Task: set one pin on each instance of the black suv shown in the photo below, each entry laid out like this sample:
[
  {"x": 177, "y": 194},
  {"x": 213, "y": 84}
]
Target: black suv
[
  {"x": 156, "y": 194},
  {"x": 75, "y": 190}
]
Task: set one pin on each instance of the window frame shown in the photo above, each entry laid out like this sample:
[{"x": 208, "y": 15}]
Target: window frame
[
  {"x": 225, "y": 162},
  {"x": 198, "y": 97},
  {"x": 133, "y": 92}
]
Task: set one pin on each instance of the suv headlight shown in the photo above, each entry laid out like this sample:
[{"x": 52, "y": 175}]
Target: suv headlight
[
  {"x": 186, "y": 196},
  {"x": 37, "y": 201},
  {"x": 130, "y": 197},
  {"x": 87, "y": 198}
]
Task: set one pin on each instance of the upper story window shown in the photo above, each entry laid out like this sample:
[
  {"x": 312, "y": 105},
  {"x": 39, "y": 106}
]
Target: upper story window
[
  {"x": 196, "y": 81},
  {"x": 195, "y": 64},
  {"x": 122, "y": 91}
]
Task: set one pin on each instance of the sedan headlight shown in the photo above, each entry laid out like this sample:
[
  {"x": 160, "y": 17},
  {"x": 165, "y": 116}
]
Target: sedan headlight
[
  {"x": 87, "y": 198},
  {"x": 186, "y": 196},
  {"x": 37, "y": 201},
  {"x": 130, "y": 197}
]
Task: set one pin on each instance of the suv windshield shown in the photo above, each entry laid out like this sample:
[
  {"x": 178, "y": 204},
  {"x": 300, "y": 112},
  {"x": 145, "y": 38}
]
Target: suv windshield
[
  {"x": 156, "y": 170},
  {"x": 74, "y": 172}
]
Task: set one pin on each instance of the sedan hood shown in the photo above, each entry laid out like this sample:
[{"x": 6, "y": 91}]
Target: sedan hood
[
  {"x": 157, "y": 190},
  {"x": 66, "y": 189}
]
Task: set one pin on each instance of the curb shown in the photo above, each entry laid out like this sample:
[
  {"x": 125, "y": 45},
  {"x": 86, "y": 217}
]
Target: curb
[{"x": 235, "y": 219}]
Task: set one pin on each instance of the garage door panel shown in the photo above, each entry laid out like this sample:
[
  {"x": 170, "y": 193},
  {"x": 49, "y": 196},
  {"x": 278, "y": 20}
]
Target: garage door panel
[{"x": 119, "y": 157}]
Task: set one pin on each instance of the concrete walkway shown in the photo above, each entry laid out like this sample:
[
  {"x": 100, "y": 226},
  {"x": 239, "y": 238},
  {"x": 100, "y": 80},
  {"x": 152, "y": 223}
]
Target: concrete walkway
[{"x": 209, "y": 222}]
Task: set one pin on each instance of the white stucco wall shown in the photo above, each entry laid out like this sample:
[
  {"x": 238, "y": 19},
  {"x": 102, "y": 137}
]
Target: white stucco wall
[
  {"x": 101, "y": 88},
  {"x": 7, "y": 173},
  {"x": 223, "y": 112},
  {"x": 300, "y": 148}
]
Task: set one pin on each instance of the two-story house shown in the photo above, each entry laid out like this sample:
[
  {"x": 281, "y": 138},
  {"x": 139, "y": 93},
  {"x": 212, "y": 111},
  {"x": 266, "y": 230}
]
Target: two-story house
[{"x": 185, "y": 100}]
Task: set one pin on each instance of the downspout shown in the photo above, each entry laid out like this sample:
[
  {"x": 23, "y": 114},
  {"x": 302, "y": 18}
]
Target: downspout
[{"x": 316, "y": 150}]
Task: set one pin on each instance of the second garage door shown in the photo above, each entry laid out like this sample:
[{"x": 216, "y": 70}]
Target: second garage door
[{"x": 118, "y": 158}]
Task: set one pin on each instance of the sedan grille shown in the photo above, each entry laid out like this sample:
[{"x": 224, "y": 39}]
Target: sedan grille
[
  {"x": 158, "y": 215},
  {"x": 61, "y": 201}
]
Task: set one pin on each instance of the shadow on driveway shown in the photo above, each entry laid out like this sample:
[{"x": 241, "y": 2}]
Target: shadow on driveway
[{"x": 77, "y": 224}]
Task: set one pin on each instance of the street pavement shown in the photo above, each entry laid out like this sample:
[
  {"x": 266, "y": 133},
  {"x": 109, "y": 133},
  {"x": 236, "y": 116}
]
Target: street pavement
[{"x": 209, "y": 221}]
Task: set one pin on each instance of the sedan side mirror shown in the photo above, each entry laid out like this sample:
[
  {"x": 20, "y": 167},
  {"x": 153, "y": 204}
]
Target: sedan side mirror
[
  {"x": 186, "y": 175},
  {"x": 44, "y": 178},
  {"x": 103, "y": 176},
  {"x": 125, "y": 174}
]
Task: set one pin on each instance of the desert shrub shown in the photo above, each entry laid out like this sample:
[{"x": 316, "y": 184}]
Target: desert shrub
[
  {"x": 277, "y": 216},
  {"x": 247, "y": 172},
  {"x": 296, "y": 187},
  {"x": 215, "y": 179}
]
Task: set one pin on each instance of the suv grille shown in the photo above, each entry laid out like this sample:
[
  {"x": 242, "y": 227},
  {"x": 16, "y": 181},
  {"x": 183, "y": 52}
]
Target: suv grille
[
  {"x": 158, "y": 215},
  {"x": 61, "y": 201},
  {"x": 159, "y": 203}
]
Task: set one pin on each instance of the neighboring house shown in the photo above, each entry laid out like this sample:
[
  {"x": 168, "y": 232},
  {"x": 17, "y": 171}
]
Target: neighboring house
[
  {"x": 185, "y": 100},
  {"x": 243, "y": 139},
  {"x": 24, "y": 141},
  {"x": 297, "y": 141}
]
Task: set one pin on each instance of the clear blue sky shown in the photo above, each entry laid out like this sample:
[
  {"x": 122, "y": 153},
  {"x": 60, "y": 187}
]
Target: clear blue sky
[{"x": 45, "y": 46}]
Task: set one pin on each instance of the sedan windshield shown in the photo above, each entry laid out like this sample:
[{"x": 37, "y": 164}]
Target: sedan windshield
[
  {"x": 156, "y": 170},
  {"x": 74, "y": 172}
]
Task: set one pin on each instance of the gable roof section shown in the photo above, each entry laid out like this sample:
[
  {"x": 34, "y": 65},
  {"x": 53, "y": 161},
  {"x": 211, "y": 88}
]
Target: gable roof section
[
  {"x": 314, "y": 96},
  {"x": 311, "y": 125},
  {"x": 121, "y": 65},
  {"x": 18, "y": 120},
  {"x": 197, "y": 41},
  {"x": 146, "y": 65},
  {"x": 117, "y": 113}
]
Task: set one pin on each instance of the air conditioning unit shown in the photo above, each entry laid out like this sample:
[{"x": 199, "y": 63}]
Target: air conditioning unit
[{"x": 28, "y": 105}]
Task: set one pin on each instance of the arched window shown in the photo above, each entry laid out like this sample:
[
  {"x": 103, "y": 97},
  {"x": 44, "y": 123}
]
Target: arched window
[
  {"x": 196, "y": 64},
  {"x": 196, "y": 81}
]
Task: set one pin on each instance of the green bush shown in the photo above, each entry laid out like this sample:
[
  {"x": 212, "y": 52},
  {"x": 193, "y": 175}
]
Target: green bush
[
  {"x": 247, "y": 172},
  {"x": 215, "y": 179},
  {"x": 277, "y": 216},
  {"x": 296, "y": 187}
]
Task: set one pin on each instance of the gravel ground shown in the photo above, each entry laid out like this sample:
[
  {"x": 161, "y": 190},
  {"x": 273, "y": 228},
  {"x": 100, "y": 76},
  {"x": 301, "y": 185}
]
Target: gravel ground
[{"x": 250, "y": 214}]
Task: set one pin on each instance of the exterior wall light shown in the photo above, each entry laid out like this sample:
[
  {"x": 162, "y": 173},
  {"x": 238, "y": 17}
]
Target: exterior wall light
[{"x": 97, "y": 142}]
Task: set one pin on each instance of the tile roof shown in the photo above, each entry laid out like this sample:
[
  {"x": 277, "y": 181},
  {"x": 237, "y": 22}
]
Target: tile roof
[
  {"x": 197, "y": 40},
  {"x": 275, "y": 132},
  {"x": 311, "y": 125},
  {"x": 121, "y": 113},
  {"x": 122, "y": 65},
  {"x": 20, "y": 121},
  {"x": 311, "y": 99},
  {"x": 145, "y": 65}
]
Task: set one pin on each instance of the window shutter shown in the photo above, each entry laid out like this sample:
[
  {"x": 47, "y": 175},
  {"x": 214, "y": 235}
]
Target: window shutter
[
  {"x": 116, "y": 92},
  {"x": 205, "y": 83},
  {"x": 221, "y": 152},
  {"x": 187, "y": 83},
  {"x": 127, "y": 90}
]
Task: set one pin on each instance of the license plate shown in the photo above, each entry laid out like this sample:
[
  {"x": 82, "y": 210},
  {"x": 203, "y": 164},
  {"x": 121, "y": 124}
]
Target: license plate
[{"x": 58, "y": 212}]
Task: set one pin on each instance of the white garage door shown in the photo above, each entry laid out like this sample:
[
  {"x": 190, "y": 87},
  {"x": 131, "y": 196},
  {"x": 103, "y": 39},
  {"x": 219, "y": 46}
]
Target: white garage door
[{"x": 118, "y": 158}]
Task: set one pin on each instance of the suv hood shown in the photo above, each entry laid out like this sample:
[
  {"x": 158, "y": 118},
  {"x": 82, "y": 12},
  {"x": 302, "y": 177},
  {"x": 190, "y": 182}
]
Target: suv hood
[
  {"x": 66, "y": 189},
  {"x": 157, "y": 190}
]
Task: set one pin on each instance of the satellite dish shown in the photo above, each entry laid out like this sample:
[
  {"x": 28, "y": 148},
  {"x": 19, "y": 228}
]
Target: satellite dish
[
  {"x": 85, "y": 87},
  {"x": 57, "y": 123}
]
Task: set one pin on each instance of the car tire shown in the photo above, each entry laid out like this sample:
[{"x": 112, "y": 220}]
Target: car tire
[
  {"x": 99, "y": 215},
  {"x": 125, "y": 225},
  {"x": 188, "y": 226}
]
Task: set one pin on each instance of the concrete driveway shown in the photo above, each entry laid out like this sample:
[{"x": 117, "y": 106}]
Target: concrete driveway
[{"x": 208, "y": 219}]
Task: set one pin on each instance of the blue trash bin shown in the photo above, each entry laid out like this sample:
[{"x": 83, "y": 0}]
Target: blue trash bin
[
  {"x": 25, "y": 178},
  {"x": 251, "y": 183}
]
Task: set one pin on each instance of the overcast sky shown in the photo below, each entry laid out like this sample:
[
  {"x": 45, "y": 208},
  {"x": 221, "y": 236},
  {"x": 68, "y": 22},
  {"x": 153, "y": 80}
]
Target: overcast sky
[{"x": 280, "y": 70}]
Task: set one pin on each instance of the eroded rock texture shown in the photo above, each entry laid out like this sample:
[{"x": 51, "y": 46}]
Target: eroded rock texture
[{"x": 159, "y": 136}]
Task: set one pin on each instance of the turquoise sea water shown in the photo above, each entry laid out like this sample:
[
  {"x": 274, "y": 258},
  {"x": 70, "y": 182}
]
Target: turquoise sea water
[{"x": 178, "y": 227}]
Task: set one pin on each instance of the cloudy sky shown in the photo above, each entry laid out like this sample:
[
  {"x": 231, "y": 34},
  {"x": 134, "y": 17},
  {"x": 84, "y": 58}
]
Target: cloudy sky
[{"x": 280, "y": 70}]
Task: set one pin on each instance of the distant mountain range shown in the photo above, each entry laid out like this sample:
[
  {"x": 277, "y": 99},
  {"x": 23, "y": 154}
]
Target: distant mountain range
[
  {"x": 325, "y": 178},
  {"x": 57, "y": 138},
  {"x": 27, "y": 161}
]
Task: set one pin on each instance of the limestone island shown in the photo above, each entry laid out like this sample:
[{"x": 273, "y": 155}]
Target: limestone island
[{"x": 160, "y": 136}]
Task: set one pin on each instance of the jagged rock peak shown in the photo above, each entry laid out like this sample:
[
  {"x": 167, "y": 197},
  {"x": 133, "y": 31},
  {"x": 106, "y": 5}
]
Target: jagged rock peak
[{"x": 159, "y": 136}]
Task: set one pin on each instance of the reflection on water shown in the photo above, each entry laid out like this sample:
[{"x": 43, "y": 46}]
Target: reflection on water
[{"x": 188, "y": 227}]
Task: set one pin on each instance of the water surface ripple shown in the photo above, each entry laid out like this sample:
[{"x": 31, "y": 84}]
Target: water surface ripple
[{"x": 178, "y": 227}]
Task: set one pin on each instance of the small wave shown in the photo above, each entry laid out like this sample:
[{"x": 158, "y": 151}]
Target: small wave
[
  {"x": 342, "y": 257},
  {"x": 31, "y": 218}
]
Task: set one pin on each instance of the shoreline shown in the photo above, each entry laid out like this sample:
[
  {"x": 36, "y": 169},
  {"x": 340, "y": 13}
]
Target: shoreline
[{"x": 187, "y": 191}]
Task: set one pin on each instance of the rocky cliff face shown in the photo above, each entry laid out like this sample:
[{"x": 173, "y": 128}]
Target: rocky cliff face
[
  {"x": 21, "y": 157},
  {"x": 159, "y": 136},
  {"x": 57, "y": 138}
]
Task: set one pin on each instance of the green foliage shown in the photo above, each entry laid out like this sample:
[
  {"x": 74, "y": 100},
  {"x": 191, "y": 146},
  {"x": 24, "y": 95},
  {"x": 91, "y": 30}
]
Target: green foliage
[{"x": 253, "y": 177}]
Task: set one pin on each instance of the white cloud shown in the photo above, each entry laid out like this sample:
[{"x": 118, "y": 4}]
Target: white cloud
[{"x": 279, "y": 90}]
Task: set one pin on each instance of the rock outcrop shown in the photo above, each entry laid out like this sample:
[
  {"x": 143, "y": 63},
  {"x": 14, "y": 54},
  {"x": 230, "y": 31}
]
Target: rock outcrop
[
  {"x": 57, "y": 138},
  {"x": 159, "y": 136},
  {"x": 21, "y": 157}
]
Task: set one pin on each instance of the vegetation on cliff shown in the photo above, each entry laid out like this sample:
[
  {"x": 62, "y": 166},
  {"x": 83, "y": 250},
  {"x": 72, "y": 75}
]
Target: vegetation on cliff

◇ ◇ ◇

Instructions for the task:
Could you give again exactly the lines from the line containing "Task: set one pin on each instance of the reflection" through the final line of the data above, and no others?

Result below:
Task: set one pin on each instance of the reflection on water shown in the photo above, each entry laid out like this sample:
[{"x": 43, "y": 46}]
Target: reflection on water
[{"x": 188, "y": 227}]
Task: set one pin on each instance of the water surface ripple shown in the photo above, each entry laid out like this sample:
[{"x": 31, "y": 84}]
Target: water surface ripple
[{"x": 178, "y": 227}]
Task: set one pin on each instance of the small wave shown in the photo above, each entry laid out like this sample:
[{"x": 158, "y": 151}]
Target: small wave
[
  {"x": 342, "y": 257},
  {"x": 31, "y": 218}
]
Task: set one pin on each instance of the shoreline shown in the photo above, each entry laid out like this sample:
[
  {"x": 36, "y": 169},
  {"x": 340, "y": 13}
]
Target: shoreline
[{"x": 187, "y": 191}]
Task: set one pin on each instance of the rocky cliff face shown in the photo above, each entry laid out like this sample:
[{"x": 173, "y": 128}]
Target: rocky cliff face
[
  {"x": 21, "y": 157},
  {"x": 159, "y": 136},
  {"x": 57, "y": 138}
]
Task: set one pin on each instance of the green foliage shown in the photo above, each entry laid out like this sample:
[
  {"x": 74, "y": 100},
  {"x": 191, "y": 146},
  {"x": 24, "y": 95},
  {"x": 91, "y": 30}
]
Target: green foliage
[{"x": 253, "y": 177}]
Task: set one pin on each instance of the white cloud shown in the photo above, each entry laid out like this sample:
[{"x": 118, "y": 4}]
Target: white cloud
[{"x": 279, "y": 90}]
Task: set one pin on each instance of the rock outcrop shown in the photo above, each entry laid out like this sample:
[
  {"x": 143, "y": 63},
  {"x": 14, "y": 54},
  {"x": 230, "y": 31}
]
Target: rock outcrop
[
  {"x": 57, "y": 138},
  {"x": 159, "y": 136},
  {"x": 21, "y": 157}
]
Task: set one pin on each instance of the vegetation on cliff shown in the photo above, each entry laid out like this sample:
[
  {"x": 62, "y": 166},
  {"x": 83, "y": 250},
  {"x": 72, "y": 75}
]
Target: vegetation on cliff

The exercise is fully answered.